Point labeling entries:
━━━━━━━━━━

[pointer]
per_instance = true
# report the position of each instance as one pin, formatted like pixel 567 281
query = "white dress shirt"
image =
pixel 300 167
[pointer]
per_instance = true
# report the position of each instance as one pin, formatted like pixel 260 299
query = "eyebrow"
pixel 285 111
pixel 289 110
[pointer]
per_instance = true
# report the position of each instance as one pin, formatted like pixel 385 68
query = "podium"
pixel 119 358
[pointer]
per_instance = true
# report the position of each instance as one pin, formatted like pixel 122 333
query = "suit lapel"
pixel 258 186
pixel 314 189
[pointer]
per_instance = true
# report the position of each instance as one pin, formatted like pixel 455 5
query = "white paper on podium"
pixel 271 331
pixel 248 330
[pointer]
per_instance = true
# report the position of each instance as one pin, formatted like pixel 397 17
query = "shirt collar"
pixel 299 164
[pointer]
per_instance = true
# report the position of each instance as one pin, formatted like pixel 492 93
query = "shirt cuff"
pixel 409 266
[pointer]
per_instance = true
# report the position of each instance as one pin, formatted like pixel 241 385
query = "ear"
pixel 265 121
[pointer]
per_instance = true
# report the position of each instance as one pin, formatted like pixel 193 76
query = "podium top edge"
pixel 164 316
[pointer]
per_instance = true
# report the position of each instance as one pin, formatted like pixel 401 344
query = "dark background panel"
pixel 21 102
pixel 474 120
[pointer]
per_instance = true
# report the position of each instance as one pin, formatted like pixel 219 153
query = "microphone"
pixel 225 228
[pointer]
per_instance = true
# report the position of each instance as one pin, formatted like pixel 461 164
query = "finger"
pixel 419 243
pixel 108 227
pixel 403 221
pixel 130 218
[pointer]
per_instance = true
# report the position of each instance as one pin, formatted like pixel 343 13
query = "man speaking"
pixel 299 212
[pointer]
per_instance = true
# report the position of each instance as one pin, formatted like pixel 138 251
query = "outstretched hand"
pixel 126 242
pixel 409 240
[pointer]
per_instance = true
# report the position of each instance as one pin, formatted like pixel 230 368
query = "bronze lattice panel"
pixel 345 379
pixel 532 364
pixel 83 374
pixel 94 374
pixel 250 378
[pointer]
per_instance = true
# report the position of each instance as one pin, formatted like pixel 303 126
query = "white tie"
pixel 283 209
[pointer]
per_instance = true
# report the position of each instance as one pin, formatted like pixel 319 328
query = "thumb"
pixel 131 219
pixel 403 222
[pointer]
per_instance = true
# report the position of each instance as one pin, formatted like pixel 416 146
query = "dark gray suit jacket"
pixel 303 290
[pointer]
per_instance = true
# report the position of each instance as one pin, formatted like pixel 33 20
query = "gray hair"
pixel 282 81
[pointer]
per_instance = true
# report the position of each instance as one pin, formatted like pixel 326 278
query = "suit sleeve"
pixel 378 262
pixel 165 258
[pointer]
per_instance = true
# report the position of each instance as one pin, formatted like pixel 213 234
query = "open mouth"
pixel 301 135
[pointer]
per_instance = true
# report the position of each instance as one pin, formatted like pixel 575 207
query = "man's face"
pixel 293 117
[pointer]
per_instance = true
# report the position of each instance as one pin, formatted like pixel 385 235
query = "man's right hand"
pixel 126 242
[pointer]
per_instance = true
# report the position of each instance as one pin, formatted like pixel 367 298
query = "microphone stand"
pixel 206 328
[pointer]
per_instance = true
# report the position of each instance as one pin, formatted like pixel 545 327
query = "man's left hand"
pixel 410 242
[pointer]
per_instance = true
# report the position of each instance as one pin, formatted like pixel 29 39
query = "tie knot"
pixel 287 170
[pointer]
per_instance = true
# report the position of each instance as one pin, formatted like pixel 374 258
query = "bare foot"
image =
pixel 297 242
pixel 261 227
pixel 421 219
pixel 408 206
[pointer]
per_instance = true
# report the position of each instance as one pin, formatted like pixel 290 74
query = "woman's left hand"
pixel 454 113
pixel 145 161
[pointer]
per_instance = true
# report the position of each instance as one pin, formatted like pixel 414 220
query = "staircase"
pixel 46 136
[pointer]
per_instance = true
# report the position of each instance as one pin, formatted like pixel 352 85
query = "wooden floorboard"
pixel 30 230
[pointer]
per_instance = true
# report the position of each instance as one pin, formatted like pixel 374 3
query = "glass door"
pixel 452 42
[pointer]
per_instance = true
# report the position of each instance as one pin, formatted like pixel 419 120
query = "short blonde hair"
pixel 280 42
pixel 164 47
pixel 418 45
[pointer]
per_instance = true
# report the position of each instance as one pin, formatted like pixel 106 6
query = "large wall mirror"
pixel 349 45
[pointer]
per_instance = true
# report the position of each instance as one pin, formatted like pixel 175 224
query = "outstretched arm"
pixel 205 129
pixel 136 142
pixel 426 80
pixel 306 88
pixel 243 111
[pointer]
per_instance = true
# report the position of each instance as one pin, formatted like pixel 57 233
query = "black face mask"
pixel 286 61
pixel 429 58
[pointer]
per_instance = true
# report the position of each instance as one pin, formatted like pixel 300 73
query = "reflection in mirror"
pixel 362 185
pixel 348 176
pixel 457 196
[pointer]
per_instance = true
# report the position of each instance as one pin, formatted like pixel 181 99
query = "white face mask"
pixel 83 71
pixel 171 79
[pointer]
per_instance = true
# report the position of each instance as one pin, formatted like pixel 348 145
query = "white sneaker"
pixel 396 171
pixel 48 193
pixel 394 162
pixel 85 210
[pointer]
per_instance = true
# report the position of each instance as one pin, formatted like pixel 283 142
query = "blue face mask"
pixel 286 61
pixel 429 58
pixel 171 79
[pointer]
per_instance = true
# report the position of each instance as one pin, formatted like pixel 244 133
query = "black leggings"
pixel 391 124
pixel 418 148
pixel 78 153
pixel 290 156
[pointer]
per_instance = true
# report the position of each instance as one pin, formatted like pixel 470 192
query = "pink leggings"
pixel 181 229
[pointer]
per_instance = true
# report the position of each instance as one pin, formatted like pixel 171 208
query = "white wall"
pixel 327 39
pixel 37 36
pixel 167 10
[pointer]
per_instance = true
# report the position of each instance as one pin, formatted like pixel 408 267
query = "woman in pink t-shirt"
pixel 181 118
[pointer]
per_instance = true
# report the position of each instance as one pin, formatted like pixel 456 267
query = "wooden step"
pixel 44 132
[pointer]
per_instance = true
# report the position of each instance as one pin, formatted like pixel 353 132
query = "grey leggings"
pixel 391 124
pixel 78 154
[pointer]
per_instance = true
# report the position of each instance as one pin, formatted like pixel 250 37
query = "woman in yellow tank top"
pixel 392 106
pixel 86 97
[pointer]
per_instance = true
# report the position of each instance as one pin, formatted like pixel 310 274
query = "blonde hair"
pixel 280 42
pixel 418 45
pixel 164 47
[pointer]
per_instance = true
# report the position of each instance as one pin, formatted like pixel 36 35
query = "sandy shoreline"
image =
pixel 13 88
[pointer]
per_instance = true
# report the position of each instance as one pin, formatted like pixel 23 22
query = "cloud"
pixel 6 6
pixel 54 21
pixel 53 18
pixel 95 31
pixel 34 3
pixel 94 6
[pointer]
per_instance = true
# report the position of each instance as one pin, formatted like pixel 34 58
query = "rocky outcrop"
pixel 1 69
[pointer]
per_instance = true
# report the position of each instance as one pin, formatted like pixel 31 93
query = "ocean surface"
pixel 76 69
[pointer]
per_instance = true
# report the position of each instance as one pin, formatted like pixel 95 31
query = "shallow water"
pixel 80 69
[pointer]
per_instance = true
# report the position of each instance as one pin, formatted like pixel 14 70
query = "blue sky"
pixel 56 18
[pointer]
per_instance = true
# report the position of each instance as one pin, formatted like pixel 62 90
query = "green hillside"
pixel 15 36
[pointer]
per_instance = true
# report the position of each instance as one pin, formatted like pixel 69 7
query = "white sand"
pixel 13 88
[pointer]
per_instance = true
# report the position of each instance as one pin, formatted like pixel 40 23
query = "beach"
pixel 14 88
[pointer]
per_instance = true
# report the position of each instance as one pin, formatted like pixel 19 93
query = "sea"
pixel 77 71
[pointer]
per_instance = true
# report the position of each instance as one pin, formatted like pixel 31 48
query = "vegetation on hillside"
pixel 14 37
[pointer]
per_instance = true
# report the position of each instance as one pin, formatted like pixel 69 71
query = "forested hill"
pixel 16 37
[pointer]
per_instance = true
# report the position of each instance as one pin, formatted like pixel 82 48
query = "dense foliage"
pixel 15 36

━━━━━━━━━━

_PROBLEM TO WORK ON:_
Express the stretch from the start of the entries through the line containing "pixel 289 110" as a two-column CSV with the columns entry_text and answer. Give one row per entry, with each field in quotation marks and line breaks turned into spaces.

_FULL OUTPUT:_
entry_text,answer
"[pointer] per_instance = true # report the position of each instance as one pin, formatted like pixel 567 281 query = ""white dress shirt"" image =","pixel 300 167"
"[pointer] per_instance = true # report the position of each instance as one pin, formatted like pixel 260 299 query = ""eyebrow""","pixel 285 111 pixel 289 110"